• Prompt:
Rewrite the material from its start through the line containing "60), (10, 61)]", swapping "arched window" for "stained glass window" and keeping everything else unchanged. Leave the pictures out of your answer.

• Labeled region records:
■ ■ ■ ■ ■

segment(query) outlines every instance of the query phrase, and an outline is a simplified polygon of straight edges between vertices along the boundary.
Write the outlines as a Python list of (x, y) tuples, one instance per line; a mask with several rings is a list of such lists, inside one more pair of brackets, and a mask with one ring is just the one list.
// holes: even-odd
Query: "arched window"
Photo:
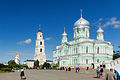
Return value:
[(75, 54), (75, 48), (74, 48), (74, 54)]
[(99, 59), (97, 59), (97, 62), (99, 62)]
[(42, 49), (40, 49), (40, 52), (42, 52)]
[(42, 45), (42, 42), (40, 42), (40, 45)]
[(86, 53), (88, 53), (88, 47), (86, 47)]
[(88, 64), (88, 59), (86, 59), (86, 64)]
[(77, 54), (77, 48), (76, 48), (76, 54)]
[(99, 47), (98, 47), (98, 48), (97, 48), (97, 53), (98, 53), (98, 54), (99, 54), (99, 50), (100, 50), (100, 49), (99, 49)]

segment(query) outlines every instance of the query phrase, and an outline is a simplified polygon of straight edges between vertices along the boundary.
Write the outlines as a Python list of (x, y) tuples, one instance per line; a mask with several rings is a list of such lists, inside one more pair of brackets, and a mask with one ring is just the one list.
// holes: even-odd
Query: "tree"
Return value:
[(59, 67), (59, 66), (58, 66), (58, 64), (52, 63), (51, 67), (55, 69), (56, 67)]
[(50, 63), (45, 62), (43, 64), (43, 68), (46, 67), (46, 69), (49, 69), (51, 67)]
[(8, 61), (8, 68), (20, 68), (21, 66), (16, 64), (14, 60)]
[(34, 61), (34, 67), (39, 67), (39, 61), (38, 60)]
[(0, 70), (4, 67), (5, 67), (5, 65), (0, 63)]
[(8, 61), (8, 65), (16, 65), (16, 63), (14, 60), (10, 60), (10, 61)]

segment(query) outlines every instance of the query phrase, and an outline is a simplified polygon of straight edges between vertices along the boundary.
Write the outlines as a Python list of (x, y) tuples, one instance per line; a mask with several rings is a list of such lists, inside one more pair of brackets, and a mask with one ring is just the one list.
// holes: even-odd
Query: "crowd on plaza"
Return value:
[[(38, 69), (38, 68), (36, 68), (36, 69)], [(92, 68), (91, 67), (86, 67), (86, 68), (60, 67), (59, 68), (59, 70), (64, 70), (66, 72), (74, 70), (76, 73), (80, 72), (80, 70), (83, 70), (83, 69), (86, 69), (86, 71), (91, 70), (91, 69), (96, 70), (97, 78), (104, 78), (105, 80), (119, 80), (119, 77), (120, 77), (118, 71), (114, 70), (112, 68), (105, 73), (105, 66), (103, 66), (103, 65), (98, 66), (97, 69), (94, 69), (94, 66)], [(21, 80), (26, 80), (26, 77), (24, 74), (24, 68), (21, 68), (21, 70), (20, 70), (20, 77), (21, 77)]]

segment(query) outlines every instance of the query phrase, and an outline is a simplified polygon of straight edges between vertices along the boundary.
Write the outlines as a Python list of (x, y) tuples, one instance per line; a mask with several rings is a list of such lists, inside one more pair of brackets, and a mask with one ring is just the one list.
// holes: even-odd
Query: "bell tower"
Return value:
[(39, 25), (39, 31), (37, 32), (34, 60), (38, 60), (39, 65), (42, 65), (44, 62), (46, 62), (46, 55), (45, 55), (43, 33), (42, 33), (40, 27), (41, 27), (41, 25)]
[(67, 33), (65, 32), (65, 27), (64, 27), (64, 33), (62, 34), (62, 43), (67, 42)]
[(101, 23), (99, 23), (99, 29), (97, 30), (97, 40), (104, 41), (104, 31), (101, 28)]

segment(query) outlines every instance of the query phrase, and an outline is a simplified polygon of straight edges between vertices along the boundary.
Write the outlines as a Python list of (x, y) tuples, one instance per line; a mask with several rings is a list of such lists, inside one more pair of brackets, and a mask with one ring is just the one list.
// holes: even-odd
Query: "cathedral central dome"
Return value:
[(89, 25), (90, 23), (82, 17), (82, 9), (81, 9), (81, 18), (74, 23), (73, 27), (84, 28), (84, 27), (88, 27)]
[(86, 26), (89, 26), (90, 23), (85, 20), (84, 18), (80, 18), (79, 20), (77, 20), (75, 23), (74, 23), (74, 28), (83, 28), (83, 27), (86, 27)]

■ ■ ■ ■ ■

• Result of the exercise:
segment(query) outlines every instance of the query phrase, and an outline is a simplified polygon of straight edges between vertices along the boundary.
Write the outlines as a Python list of (x, y) tuples, one instance per line; a mask with several rings is a list of such lists, inside one more pair of brackets, and a mask with one ring is just the one list.
// holes: even-odd
Query: "stained glass window"
Photo:
Return value:
[(75, 54), (75, 48), (74, 48), (74, 54)]
[(99, 59), (97, 59), (97, 62), (99, 62)]
[(42, 49), (40, 49), (40, 52), (42, 52)]
[(42, 45), (42, 42), (40, 42), (40, 45)]
[(86, 53), (88, 53), (88, 47), (86, 47)]
[(88, 64), (88, 59), (86, 59), (86, 64)]
[(77, 54), (77, 48), (76, 48), (76, 54)]
[(99, 47), (98, 47), (98, 48), (97, 48), (97, 53), (98, 53), (98, 54), (99, 54), (99, 50), (100, 50), (100, 49), (99, 49)]

segment(query) outlines every instance of the query phrase, and an outline is a simplified polygon of straight edges between vertices along the boundary.
Write the outlines as a Python list of (x, y) tuples, one instance per line; a mask with several rings is a list of such lists, inside one more pair of brackets, and a mask with one ring is just the one list.
// holes: even-odd
Query: "tree"
Return value:
[(59, 67), (59, 66), (58, 66), (58, 64), (52, 63), (51, 67), (55, 69), (56, 67)]
[(50, 63), (45, 62), (43, 64), (43, 68), (46, 67), (46, 69), (49, 69), (51, 67)]
[(8, 61), (8, 68), (20, 68), (21, 66), (16, 64), (14, 60)]
[(34, 61), (34, 67), (39, 67), (39, 61), (38, 60)]
[(0, 70), (4, 67), (5, 67), (5, 65), (0, 63)]
[(8, 61), (8, 65), (16, 65), (16, 63), (14, 60), (10, 60), (10, 61)]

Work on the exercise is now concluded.